▶ [Records]:
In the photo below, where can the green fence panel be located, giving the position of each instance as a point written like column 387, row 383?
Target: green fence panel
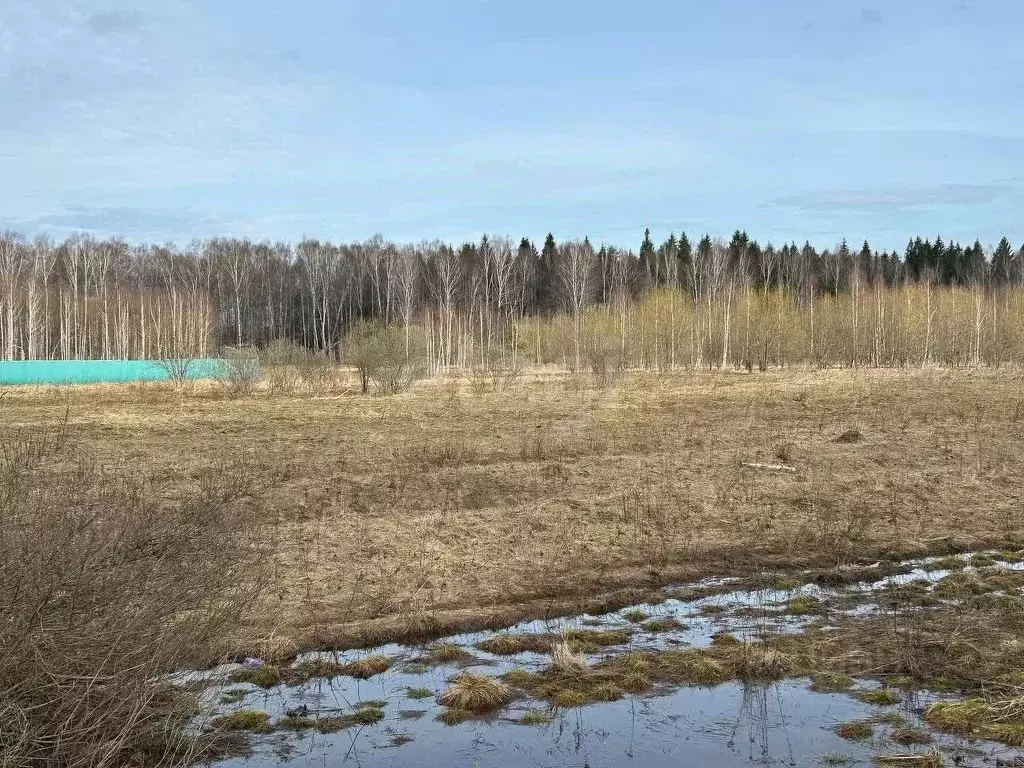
column 89, row 372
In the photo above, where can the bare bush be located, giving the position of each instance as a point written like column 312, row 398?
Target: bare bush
column 179, row 372
column 103, row 589
column 239, row 372
column 386, row 356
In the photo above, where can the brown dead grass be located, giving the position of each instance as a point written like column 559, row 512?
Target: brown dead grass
column 554, row 492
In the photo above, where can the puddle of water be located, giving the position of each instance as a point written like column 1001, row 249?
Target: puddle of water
column 733, row 724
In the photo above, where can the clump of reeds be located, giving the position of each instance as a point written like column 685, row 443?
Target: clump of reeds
column 476, row 693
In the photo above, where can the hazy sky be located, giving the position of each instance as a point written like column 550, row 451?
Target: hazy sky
column 446, row 119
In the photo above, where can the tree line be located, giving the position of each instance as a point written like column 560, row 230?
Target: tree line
column 102, row 298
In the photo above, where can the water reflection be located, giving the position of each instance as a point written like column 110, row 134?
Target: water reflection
column 733, row 724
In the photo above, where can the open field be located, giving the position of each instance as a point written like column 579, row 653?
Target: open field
column 462, row 505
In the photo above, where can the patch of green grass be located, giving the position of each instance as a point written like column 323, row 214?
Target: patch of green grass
column 314, row 668
column 1008, row 733
column 827, row 682
column 597, row 638
column 296, row 723
column 982, row 560
column 509, row 645
column 636, row 615
column 473, row 692
column 945, row 563
column 857, row 730
column 368, row 715
column 804, row 605
column 712, row 609
column 373, row 704
column 902, row 682
column 453, row 716
column 244, row 720
column 449, row 653
column 521, row 678
column 958, row 717
column 569, row 698
column 910, row 736
column 892, row 719
column 266, row 676
column 879, row 697
column 662, row 625
column 233, row 695
column 932, row 759
column 837, row 759
column 609, row 691
column 535, row 717
column 364, row 669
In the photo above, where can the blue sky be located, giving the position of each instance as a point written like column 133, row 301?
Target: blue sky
column 451, row 118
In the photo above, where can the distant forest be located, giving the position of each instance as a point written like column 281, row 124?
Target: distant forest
column 87, row 297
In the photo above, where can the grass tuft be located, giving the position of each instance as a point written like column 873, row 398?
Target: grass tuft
column 364, row 669
column 910, row 736
column 635, row 615
column 827, row 682
column 879, row 696
column 510, row 645
column 476, row 693
column 244, row 720
column 455, row 717
column 663, row 625
column 449, row 653
column 857, row 730
column 535, row 717
column 804, row 605
column 296, row 723
column 567, row 699
column 932, row 759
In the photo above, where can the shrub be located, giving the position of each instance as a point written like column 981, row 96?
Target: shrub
column 386, row 356
column 239, row 372
column 103, row 589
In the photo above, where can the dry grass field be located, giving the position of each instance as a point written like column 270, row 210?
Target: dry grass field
column 466, row 504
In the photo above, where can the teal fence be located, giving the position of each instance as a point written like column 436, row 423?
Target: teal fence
column 87, row 372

▶ [Task instructions]:
Arrange all the lines above as a JSON list of strings, one string per line, with blank lines omitted. Leave the pictures out.

▶ [Solution to this exercise]:
[
  "In the photo below, where can the green fence panel be located, giving the position of each instance as a point written like column 387, row 383?",
  "Target: green fence panel",
  "column 89, row 372",
  "In the photo above, where can the bare bush be located, giving the position of each instance as a point written like column 312, row 398?",
  "Target: bare bush",
  "column 179, row 372",
  "column 103, row 589",
  "column 239, row 372",
  "column 386, row 356",
  "In the photo above, where can the brown dead grass be located, giving the position of each instance as a point written like column 559, row 512?",
  "Target: brown dead grass",
  "column 554, row 492",
  "In the photo above, where can the puddle of water be located, giving the position of each instance as a point written like column 1001, row 249?",
  "Target: puddle of water",
  "column 733, row 724",
  "In the photo above, where can the clump of reeds be located, giving the position of each instance as a point written like column 685, row 443?",
  "Target: clump of reeds",
  "column 476, row 693",
  "In the photo above, where can the hazy sky be located, giving the position of each instance as a point written like column 550, row 451?",
  "Target: hazy sky",
  "column 446, row 119",
  "In the photo above, where can the tree line be located, giving the position of each instance as a point written like column 560, row 230?",
  "Target: tree line",
  "column 102, row 298",
  "In the photo above, where can the water reflection be located, giving the position of each instance as a point written like column 110, row 134?",
  "Target: water reflection",
  "column 733, row 724",
  "In the photo above, where can the open field be located, giving the position of each instance as a point written like column 579, row 653?",
  "Target: open field",
  "column 462, row 505",
  "In the photo above, where can the patch of green grass be located, giving the position of each instance as a point written like column 323, row 214?",
  "Target: patch of green grass",
  "column 314, row 668",
  "column 1008, row 733",
  "column 827, row 682",
  "column 597, row 638",
  "column 296, row 723",
  "column 982, row 560",
  "column 509, row 645",
  "column 636, row 615",
  "column 473, row 692",
  "column 945, row 563",
  "column 857, row 730",
  "column 368, row 715",
  "column 804, row 605",
  "column 712, row 609",
  "column 373, row 704",
  "column 902, row 682",
  "column 453, row 716",
  "column 244, row 720",
  "column 449, row 653",
  "column 521, row 678",
  "column 958, row 717",
  "column 569, row 698",
  "column 910, row 736",
  "column 892, row 719",
  "column 266, row 676",
  "column 879, row 697",
  "column 662, row 625",
  "column 233, row 695",
  "column 932, row 759",
  "column 837, row 759",
  "column 609, row 691",
  "column 535, row 717",
  "column 364, row 669",
  "In the photo above, where can the blue sky be located, giving the position of each instance as a point written like column 133, row 301?",
  "Target: blue sky",
  "column 451, row 118",
  "In the photo above, where can the distant forest be located, giving the position of each instance as a point written like column 281, row 124?",
  "Target: distant forest",
  "column 87, row 297",
  "In the photo above, where can the grass tuft be located, giving the position of each instance as a point written like column 873, row 398?",
  "Target: grass tuft",
  "column 364, row 669",
  "column 910, row 736",
  "column 635, row 615",
  "column 827, row 682",
  "column 879, row 696",
  "column 510, row 645",
  "column 476, row 693",
  "column 244, row 720",
  "column 455, row 717",
  "column 663, row 625",
  "column 449, row 653",
  "column 857, row 730",
  "column 535, row 717",
  "column 804, row 605",
  "column 296, row 723",
  "column 567, row 699",
  "column 932, row 759",
  "In the photo above, where can the shrub be located, giving the position of each instance as a point written like column 981, row 96?",
  "Target: shrub",
  "column 386, row 356",
  "column 239, row 372",
  "column 103, row 589",
  "In the photo above, where can the dry grass field be located, giving the position of each instance as a point written like column 270, row 210?",
  "Target: dry grass field",
  "column 466, row 504",
  "In the photo above, where can the teal fence be located, giving the position of each instance as a point written like column 436, row 423?",
  "Target: teal fence",
  "column 87, row 372"
]